> Task requirements
• 1. Name every Dodgers player the Ty Blach article mentions by name.
• 2. Reproduce the passage of the Ty Blach article that begins at the words "Blach opened with" and stops after "purple and black.".

> Text section
_ _ _
The Regis High School graduate received a non-roster invite to Spring Training, he was expected to compete for the lone lefty spot in the bullpen. By the end of spring, it wasn’t totally confirmed Ty would make the squad, though he was still in camp. Then, Ryan Rolison went down with an injury and opened the spot. If Blach hadn’t suffered an injury, would he have been on the Orioles 40 man roster and unable to go to his hometown team? If Ryan Rolison hadn’t gotten hurt, would he have made the roster? If Senzatela hadn’t run out of gas in the fourth inning, would the Rockies have needed Ty at all? It doesn’t matter, really. Asking these questions isn’t important. The Rockies had a tenuous three run lead against a hated division rival and needed a guy who could pitch multiple effective innings. That was all Ty had in his control, all he needed to worry about.

Blach opened with a walk of Cody Bellinger and then a single to Chris Taylor. Uh oh. The movie starts playing in every fan’s head once again. Dodger fans that infiltrated Coors Field begin to chant “let’s go Dodgers!” It’s starting to look bleak. After Gavin Lux hits a sacrifice fly to right that nearly gets away from Randall Grichuk in the wind, up steps Mookie Betts. The Dodger lineup is deadly throughout, the deepest in the league, but it’s 1-2 is two former MVPs still at the peak of their powers. Blach now has to face Betts and Freddie Freeman in a moment where one single swing can tie the game. Forgive anyone for not trusting Ty, but these moments rarely end well for anyone on the mound in purple and black.

Blach doesn’t waver though. He strikes out Betts and then gets Freeman to ground out softly. From there, he retires 9 more Dodgers in a row. The movie that was playing in everyone’s head turns off. Ty Blach has unplugged the projector. The 31-year-old hometown kid entering the “journeyman” state of his career has finished off a four inning save against one of the more dangerous lineups in baseball history.

In the grand scheme of the season, this will be a little moment. It is game three of 162, the likelihood this is remembered come September is very slim. The baseball season has just begun and Ty Blach will have 40 or more appearances to his name by the time it’s over, each with it’s own moment, good or bad. In June, Ty could look overmatched. He could be handing the ball to Bud Black having given up the lead and there could be fans demanding his release. The Rockies could be 20 games under .500 in September and a win over the Dodgers in April won’t matter a lick. This four inning save could be a distant memory, if it’s a memory at all. But these are the moments that create a baseball season. These little moments are part of the grand story we get to tell every year. It feels disrespectful to forget them. Not only for Ty but for the whole game. Blach’s moment was terrific, a rekindling of what makes this game special. A Denver native whose MLB journey has gone awry, a non-roster invitee who wasn’t sure he’d even be having this moment, a team on the other side that had kicked the Rockies ass every chance it had. It is only game three, we’re not even 2% of the way through the season, but it feels appropriate to revel just a little.

This moment will likely not matter in the long run. But for Ty and maybe just a little bit for the game itself, it feels like we should make it important. A little moment that deserves to be bigger.
_ _ _
> Dataset extract
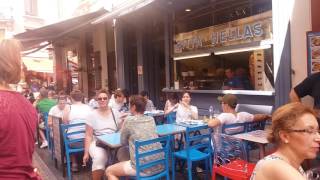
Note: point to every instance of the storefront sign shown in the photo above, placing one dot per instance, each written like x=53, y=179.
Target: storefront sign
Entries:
x=254, y=28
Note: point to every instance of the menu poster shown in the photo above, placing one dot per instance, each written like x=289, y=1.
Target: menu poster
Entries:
x=313, y=47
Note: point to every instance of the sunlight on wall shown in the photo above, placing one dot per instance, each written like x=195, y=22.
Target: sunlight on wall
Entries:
x=282, y=12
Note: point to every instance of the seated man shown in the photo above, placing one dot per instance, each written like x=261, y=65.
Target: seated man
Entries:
x=230, y=116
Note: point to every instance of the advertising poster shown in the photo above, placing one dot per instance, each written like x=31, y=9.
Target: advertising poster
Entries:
x=313, y=47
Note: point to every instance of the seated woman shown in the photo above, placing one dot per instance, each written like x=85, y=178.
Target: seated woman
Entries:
x=172, y=103
x=103, y=120
x=119, y=101
x=136, y=127
x=185, y=111
x=295, y=131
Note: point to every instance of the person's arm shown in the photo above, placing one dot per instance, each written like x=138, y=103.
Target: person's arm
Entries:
x=214, y=122
x=261, y=117
x=278, y=170
x=125, y=133
x=87, y=141
x=293, y=96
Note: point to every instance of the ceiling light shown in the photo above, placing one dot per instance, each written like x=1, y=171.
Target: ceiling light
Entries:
x=191, y=56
_ _ _
> Worked answers
• 1. Cody Bellinger, Chris Taylor, Gavin Lux, Mookie Betts, Freddie Freeman

• 2.
Blach opened with a walk of Cody Bellinger and then a single to Chris Taylor. Uh oh. The movie starts playing in every fan’s head once again. Dodger fans that infiltrated Coors Field begin to chant “let’s go Dodgers!” It’s starting to look bleak. After Gavin Lux hits a sacrifice fly to right that nearly gets away from Randall Grichuk in the wind, up steps Mookie Betts. The Dodger lineup is deadly throughout, the deepest in the league, but it’s 1-2 is two former MVPs still at the peak of their powers. Blach now has to face Betts and Freddie Freeman in a moment where one single swing can tie the game. Forgive anyone for not trusting Ty, but these moments rarely end well for anyone on the mound in purple and black.